▶ The problem:
Print each line exactly, beginning with the one where "Pick out the street" appears and ending at the last line below.

▶ Extracted records:
..............................
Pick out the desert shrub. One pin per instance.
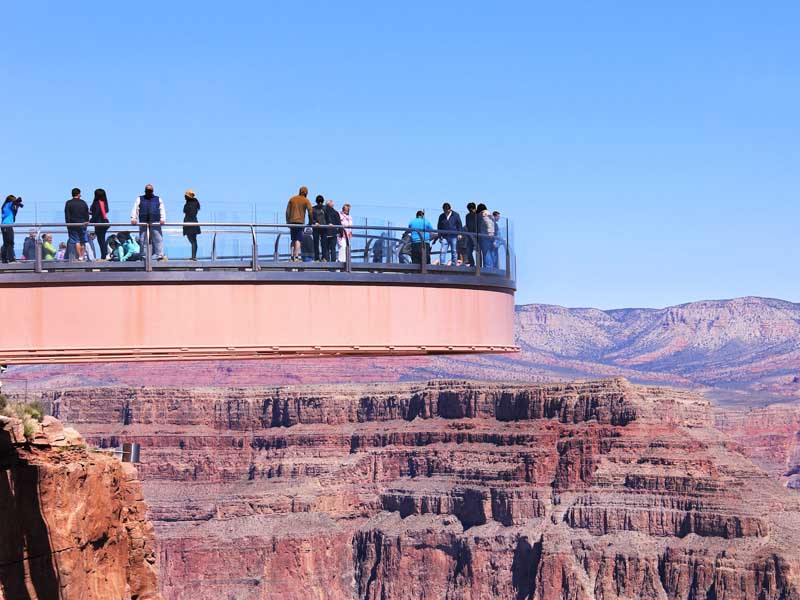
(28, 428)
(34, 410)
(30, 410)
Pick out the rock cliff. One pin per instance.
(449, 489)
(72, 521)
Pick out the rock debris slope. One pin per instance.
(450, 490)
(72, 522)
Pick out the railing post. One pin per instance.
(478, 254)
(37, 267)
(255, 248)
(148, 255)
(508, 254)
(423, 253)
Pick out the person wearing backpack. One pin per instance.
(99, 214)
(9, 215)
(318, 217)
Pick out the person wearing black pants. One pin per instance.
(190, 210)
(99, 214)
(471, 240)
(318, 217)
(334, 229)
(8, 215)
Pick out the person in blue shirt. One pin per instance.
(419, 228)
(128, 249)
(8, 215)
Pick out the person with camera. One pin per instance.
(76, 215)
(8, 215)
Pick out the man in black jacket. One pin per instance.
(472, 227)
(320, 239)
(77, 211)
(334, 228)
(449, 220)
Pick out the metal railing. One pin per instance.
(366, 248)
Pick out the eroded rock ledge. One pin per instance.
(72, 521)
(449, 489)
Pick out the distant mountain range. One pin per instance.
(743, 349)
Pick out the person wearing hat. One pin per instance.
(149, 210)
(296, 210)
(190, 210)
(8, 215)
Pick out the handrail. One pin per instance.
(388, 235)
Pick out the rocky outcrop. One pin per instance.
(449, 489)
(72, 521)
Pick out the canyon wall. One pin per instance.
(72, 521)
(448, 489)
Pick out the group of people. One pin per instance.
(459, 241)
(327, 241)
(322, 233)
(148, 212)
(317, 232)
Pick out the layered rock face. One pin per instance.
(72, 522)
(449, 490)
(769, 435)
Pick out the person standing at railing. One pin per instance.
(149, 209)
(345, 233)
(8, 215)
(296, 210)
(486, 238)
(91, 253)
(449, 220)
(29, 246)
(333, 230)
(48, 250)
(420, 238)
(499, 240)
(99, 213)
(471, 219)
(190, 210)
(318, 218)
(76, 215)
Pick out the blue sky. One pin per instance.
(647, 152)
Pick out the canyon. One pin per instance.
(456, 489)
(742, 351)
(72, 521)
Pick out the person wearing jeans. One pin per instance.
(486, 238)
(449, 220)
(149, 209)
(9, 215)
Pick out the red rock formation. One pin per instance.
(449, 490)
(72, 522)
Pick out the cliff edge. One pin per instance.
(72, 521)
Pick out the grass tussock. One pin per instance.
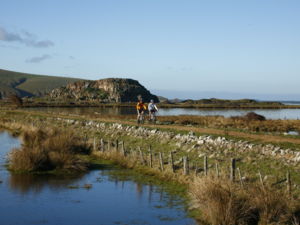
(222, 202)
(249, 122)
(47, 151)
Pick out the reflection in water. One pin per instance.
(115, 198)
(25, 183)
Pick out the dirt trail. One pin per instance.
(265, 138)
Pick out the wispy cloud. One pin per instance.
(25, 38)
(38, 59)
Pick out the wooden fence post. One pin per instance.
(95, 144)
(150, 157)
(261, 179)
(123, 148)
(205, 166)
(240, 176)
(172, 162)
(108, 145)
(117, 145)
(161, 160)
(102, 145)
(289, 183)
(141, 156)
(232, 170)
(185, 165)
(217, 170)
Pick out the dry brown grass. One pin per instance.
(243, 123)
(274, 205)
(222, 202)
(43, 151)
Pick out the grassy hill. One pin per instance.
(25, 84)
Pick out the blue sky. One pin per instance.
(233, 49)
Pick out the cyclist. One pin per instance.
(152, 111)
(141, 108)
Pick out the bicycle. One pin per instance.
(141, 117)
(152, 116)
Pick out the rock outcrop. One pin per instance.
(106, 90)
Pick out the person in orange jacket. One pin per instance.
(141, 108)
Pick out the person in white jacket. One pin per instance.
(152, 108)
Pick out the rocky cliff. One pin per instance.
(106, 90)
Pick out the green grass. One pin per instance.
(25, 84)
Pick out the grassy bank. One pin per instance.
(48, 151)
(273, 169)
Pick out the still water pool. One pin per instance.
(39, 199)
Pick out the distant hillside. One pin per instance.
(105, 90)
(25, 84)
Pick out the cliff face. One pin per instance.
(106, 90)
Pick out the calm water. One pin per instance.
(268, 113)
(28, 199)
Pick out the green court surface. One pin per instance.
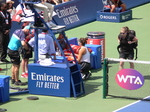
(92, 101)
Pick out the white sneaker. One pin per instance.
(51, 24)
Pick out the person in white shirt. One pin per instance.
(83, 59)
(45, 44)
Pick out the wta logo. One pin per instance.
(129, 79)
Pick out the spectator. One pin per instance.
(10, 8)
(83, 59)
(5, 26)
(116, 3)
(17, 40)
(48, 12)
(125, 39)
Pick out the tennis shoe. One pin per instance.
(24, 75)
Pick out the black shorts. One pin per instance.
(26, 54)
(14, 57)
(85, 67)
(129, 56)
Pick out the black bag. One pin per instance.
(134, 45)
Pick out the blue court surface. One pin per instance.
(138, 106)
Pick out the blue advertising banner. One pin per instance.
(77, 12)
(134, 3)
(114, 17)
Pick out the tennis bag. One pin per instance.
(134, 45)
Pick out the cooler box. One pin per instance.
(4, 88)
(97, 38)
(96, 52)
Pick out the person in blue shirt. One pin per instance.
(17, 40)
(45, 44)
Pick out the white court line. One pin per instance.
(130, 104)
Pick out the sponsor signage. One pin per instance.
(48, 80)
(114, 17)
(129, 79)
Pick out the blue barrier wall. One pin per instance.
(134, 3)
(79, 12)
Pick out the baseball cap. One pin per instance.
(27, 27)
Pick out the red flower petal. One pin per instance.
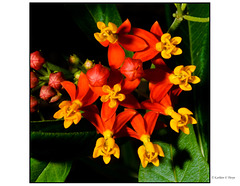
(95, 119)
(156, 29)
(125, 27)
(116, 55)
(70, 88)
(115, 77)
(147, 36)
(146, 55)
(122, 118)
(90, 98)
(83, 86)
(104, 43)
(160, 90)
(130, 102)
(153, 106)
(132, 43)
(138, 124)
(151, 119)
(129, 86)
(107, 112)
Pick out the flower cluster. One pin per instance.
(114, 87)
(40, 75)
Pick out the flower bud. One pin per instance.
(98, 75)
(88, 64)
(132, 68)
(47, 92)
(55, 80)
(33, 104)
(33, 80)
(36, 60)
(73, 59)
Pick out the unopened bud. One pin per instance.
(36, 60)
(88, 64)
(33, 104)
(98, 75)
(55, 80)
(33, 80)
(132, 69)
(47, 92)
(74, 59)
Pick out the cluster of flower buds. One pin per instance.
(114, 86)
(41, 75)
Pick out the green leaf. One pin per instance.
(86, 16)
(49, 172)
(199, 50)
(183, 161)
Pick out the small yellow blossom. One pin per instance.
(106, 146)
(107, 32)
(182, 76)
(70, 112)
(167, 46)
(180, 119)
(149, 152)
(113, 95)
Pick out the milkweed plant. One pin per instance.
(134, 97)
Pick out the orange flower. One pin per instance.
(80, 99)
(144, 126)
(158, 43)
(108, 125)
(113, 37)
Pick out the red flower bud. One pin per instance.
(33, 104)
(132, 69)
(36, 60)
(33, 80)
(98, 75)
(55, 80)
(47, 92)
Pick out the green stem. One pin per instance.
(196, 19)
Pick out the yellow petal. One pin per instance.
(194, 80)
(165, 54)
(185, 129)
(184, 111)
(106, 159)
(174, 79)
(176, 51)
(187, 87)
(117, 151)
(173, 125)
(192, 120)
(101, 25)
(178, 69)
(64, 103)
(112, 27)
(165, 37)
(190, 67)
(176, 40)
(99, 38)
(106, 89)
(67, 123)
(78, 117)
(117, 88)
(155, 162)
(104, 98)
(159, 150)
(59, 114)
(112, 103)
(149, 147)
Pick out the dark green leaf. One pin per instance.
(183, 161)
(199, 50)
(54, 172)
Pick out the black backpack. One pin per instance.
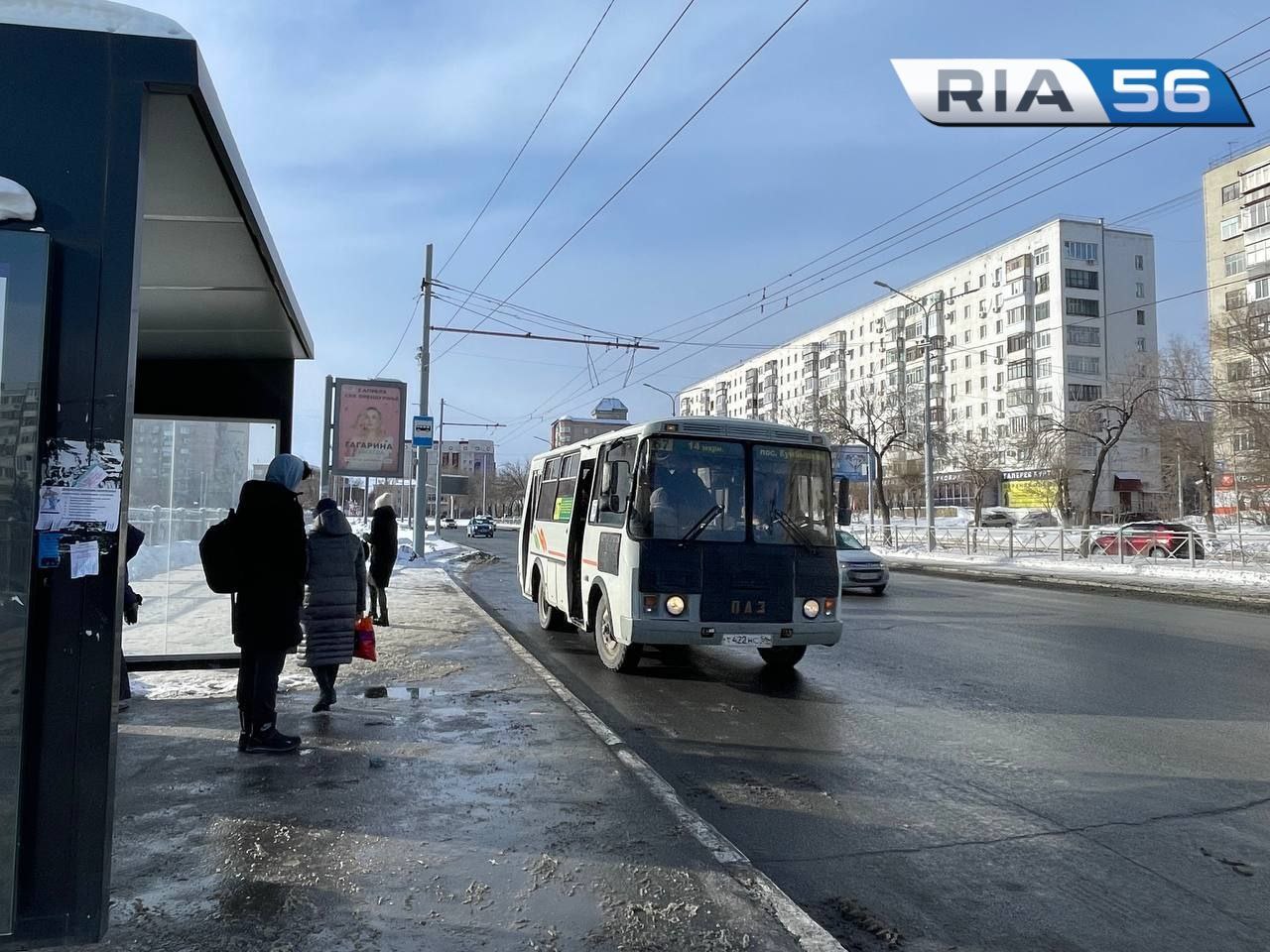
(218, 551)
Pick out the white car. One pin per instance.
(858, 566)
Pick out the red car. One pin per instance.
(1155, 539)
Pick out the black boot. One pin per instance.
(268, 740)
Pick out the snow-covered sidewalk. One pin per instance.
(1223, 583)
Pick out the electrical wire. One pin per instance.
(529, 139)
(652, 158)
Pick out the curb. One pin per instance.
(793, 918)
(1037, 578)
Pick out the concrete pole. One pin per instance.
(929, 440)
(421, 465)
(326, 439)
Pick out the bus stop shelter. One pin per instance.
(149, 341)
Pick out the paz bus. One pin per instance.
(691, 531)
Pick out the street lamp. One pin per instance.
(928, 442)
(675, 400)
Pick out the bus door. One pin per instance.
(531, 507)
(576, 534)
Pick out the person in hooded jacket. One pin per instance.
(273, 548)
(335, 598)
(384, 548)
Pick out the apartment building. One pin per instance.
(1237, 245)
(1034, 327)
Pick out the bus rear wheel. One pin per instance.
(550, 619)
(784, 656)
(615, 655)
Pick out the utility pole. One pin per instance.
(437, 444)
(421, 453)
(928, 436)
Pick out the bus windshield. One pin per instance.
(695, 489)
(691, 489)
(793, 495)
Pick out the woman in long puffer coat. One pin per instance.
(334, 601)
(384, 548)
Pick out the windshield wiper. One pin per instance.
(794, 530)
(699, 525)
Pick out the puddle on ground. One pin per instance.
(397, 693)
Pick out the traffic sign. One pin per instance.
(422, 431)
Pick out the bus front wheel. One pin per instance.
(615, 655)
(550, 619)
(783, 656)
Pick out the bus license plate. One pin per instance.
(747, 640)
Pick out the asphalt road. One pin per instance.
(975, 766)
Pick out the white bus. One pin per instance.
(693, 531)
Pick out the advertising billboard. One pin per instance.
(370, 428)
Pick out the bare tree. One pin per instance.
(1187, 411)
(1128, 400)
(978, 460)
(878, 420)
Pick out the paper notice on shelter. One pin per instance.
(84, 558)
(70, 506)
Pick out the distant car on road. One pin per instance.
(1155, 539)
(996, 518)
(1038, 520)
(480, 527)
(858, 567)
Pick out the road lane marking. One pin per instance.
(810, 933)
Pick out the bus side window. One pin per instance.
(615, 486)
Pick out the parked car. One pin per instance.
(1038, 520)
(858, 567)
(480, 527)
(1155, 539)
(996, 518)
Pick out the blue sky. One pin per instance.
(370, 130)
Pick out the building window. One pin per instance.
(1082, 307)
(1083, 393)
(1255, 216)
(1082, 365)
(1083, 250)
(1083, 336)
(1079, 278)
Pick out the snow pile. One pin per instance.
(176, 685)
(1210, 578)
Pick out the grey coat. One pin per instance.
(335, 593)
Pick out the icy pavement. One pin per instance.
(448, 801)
..............................
▶ Result of this task:
Pick out the street lamp. One pin per instance.
(928, 442)
(675, 400)
Pick out the bus door. One pin per instance.
(531, 507)
(576, 534)
Pick out the person in hooded jacket. One pin per instance.
(273, 548)
(335, 598)
(384, 548)
Pick out the apartment building. One pin per instance.
(1237, 245)
(1034, 327)
Pick out the bus rear wheel. One pin per instance.
(550, 619)
(784, 656)
(615, 655)
Pick out the utility pole. One pin per instance.
(437, 444)
(421, 453)
(928, 436)
Pick out the bus windshield. One pin per instance.
(695, 489)
(691, 489)
(793, 495)
Pick out the woman in long puffer coat. One pin per instance.
(334, 601)
(384, 548)
Pick out the windshield wiper. One pin per instance.
(794, 530)
(699, 525)
Pick out the puddle on ground. One pin per instance.
(397, 693)
Pick out the traffic sign. One pin per instance.
(422, 431)
Pick out the bus front wheel. One pin per instance.
(615, 655)
(550, 619)
(783, 656)
Pick out the bus license plate. One pin per instance.
(747, 640)
Pick out the asphalt road. One pin per instance.
(975, 766)
Pick out the white bus. One pin per instance.
(693, 531)
Pick out the advertising billboard. One pin per instance.
(370, 428)
Pick out the bare tree. One pin per instance.
(1187, 411)
(1128, 400)
(978, 460)
(878, 420)
Pick out the paper notice on shelter. One pin per instance.
(84, 558)
(70, 506)
Pick out the distant car on road. One pin per instance.
(1155, 539)
(996, 518)
(1038, 520)
(480, 527)
(858, 567)
Pick out the road lane marking. One pin per instance.
(810, 933)
Pick out the bus side window. One pin per instance.
(615, 486)
Pick out the parked car. One pin per instance.
(1038, 520)
(858, 567)
(480, 527)
(1155, 539)
(996, 518)
Pick out the blue sky. One pin per instance.
(370, 130)
Pick out the building window. One pin per instance.
(1082, 307)
(1083, 393)
(1255, 216)
(1082, 365)
(1083, 250)
(1083, 336)
(1079, 278)
Pick out the snow pile. One pin per instance.
(176, 685)
(1210, 578)
Pick out the grey coat. One pin per instance.
(335, 593)
Pick out the icy pavement. One pin per instance.
(448, 801)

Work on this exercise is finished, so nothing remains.